Find every line in the records that contains the word "leaf", matching case, and copy each of those lines.

··· Material for this task ···

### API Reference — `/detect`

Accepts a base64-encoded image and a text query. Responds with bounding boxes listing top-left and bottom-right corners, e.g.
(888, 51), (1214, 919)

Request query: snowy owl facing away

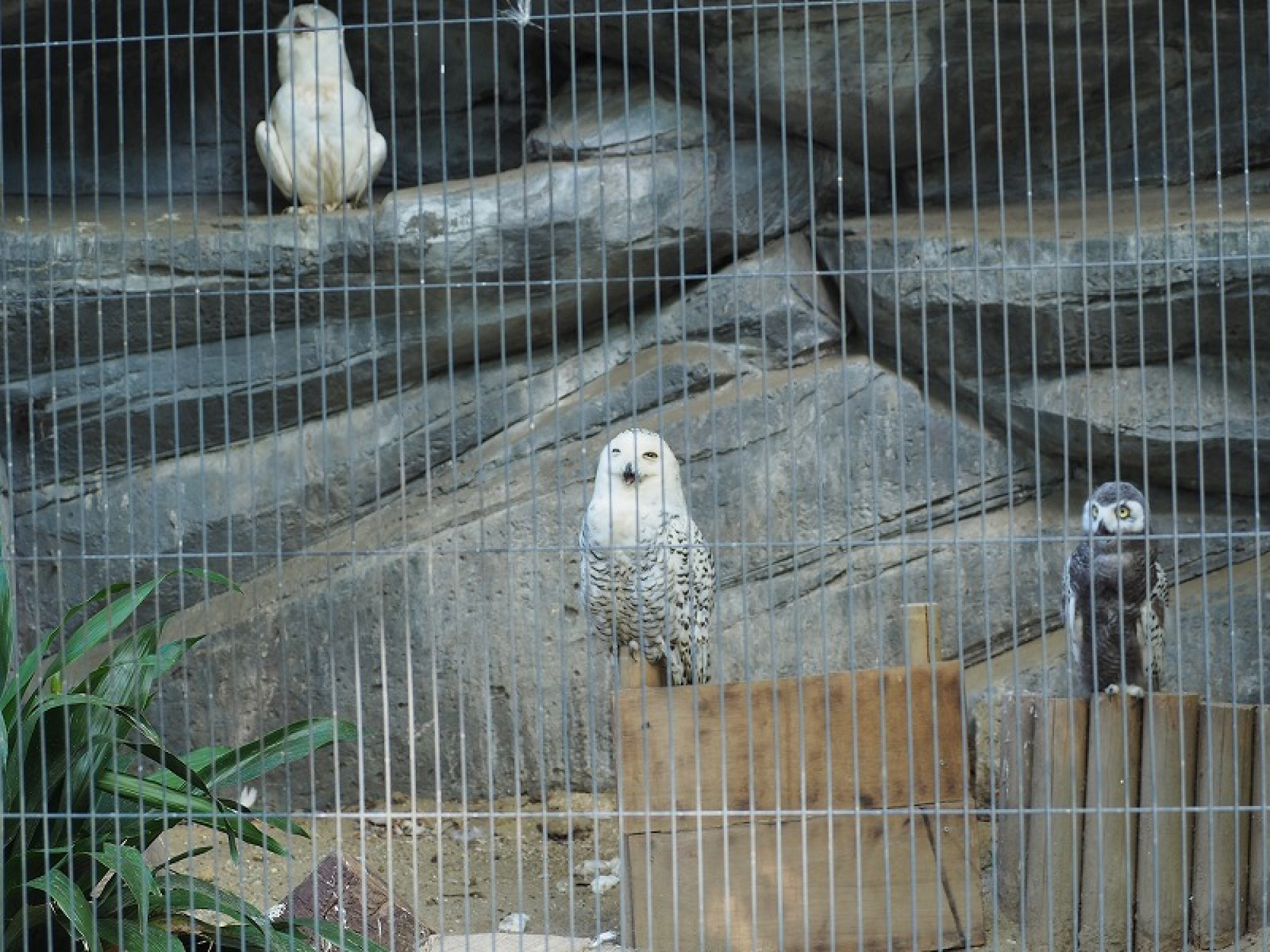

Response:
(1063, 482), (1168, 697)
(579, 429), (715, 685)
(255, 4), (389, 211)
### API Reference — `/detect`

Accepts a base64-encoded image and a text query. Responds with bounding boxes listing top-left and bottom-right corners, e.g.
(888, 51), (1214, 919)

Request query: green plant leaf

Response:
(29, 869), (102, 952)
(199, 717), (358, 788)
(98, 770), (291, 859)
(93, 843), (155, 919)
(156, 873), (273, 937)
(0, 581), (130, 724)
(291, 919), (389, 952)
(100, 919), (189, 952)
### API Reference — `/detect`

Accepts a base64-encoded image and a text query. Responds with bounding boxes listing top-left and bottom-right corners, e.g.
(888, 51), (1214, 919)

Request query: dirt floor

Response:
(169, 793), (621, 938)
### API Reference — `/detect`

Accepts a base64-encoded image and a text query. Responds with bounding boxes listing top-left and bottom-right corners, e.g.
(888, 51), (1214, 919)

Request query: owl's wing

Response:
(255, 119), (296, 198)
(578, 513), (612, 635)
(1062, 542), (1093, 691)
(1138, 561), (1168, 691)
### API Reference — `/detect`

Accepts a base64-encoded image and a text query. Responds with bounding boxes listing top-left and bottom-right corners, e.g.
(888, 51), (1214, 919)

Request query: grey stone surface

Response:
(12, 235), (841, 642)
(963, 352), (1270, 496)
(146, 355), (1031, 800)
(525, 72), (723, 161)
(547, 0), (1270, 207)
(546, 0), (940, 174)
(0, 127), (832, 485)
(897, 0), (1270, 204)
(0, 0), (549, 199)
(817, 173), (1270, 388)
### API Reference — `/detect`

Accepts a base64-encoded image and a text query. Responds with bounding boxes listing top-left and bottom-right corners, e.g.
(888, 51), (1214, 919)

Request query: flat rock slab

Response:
(281, 853), (433, 952)
(422, 932), (622, 952)
(964, 350), (1270, 496)
(817, 173), (1270, 380)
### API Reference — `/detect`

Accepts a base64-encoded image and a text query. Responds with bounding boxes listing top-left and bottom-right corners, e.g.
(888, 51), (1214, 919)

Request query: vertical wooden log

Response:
(1020, 698), (1090, 951)
(1248, 704), (1270, 932)
(1080, 694), (1142, 952)
(613, 650), (669, 947)
(904, 602), (942, 668)
(1191, 704), (1255, 946)
(1134, 694), (1199, 949)
(984, 693), (1041, 924)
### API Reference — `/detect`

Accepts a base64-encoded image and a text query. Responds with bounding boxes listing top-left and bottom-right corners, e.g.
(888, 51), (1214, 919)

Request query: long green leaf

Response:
(98, 770), (291, 856)
(93, 843), (155, 919)
(203, 717), (358, 788)
(0, 581), (138, 725)
(291, 919), (389, 952)
(44, 569), (241, 696)
(30, 869), (102, 952)
(100, 919), (188, 952)
(0, 534), (18, 764)
(156, 873), (273, 937)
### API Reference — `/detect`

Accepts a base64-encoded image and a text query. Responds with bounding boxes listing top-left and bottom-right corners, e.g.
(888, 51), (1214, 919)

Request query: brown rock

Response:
(282, 853), (433, 952)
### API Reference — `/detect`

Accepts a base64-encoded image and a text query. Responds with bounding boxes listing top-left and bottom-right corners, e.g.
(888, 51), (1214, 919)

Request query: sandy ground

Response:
(166, 793), (621, 938)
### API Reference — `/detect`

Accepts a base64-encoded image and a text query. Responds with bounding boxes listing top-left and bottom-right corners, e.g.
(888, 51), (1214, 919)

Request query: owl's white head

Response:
(278, 4), (353, 83)
(596, 429), (687, 510)
(1081, 482), (1147, 537)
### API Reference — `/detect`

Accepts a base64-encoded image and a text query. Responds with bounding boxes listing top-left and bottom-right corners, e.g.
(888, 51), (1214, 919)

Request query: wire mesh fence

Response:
(0, 0), (1270, 952)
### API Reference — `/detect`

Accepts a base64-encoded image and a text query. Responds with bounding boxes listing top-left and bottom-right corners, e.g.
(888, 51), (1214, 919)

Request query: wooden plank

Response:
(1020, 698), (1090, 949)
(904, 602), (942, 668)
(616, 661), (966, 831)
(1080, 694), (1142, 952)
(923, 803), (987, 946)
(617, 651), (669, 691)
(1191, 704), (1256, 946)
(1134, 694), (1199, 948)
(986, 693), (1040, 924)
(626, 814), (982, 952)
(1248, 704), (1270, 932)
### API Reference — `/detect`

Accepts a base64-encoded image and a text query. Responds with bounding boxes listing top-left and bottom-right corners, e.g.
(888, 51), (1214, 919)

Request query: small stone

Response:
(281, 853), (433, 952)
(498, 913), (530, 933)
(591, 873), (621, 896)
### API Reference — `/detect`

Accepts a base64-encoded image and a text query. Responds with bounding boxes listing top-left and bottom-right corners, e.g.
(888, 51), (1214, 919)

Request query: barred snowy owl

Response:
(579, 429), (715, 685)
(255, 4), (389, 211)
(1063, 482), (1168, 697)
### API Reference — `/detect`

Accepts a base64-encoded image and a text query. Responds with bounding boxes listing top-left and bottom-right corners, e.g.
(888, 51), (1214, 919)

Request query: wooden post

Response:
(991, 693), (1041, 924)
(1081, 694), (1142, 952)
(1134, 694), (1199, 949)
(904, 602), (942, 668)
(1248, 704), (1270, 932)
(613, 649), (669, 948)
(1191, 704), (1255, 946)
(1020, 698), (1090, 949)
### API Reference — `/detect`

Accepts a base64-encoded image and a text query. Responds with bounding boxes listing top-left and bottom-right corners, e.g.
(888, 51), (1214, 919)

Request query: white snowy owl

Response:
(1063, 482), (1168, 697)
(255, 4), (389, 211)
(579, 429), (715, 685)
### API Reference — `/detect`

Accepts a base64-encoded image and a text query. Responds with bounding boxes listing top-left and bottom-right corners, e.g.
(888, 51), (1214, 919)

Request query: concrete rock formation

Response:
(0, 0), (1270, 807)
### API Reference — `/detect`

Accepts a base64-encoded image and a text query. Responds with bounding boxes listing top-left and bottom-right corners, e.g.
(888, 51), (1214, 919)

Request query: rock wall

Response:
(0, 0), (1270, 806)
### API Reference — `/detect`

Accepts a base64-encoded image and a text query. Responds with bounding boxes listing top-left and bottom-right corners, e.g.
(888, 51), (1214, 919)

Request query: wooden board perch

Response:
(616, 661), (968, 833)
(629, 811), (984, 952)
(1134, 694), (1199, 948)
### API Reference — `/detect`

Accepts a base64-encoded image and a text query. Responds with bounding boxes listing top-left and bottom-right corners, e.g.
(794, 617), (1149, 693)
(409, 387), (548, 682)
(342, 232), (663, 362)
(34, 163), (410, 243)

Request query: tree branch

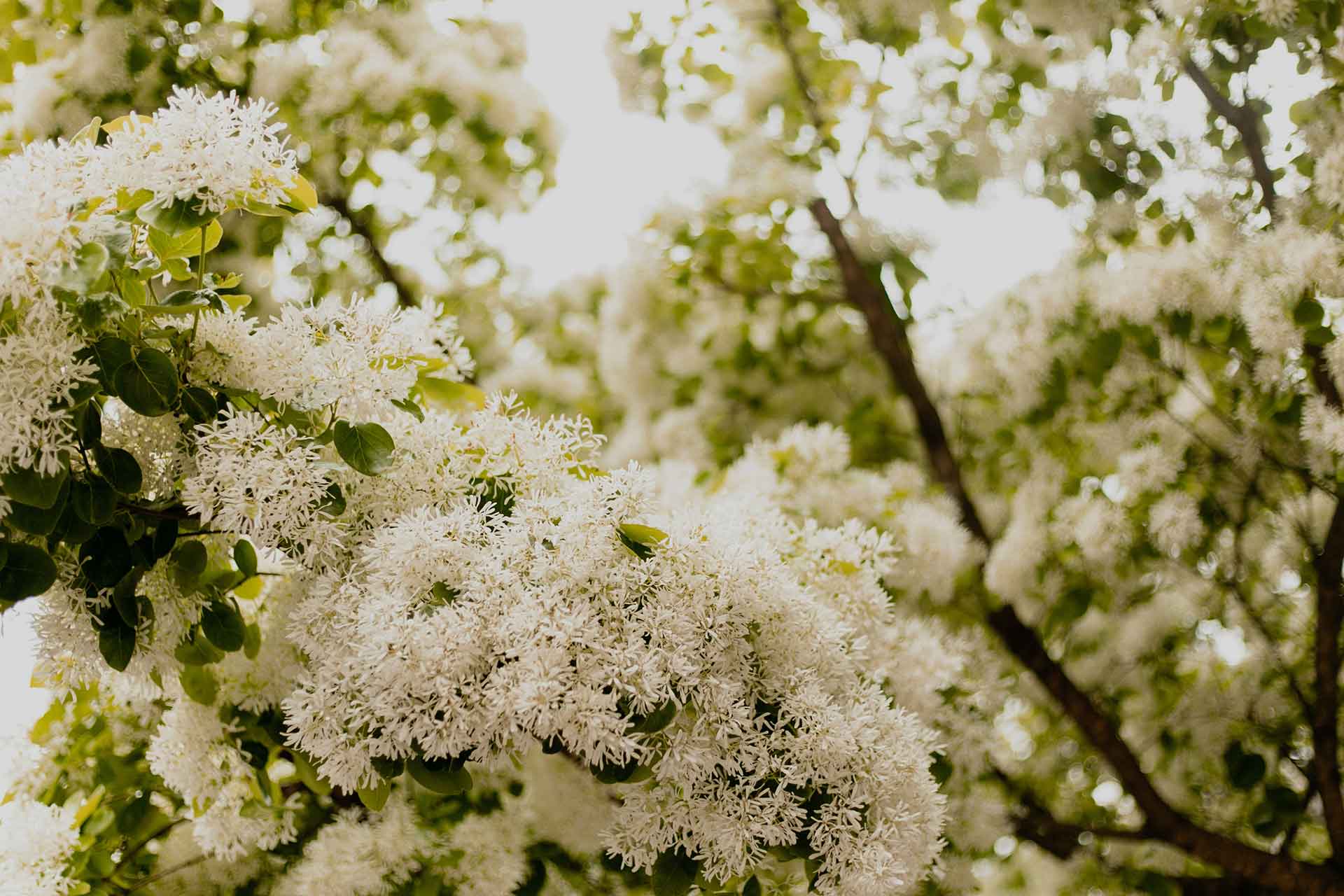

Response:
(1312, 491), (1344, 861)
(770, 0), (825, 139)
(1306, 345), (1344, 864)
(811, 199), (1344, 896)
(323, 193), (419, 307)
(1182, 57), (1278, 220)
(809, 199), (990, 544)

···

▸ Answer for this exercise:
Request query: green plant leaf
Request query: long green leaf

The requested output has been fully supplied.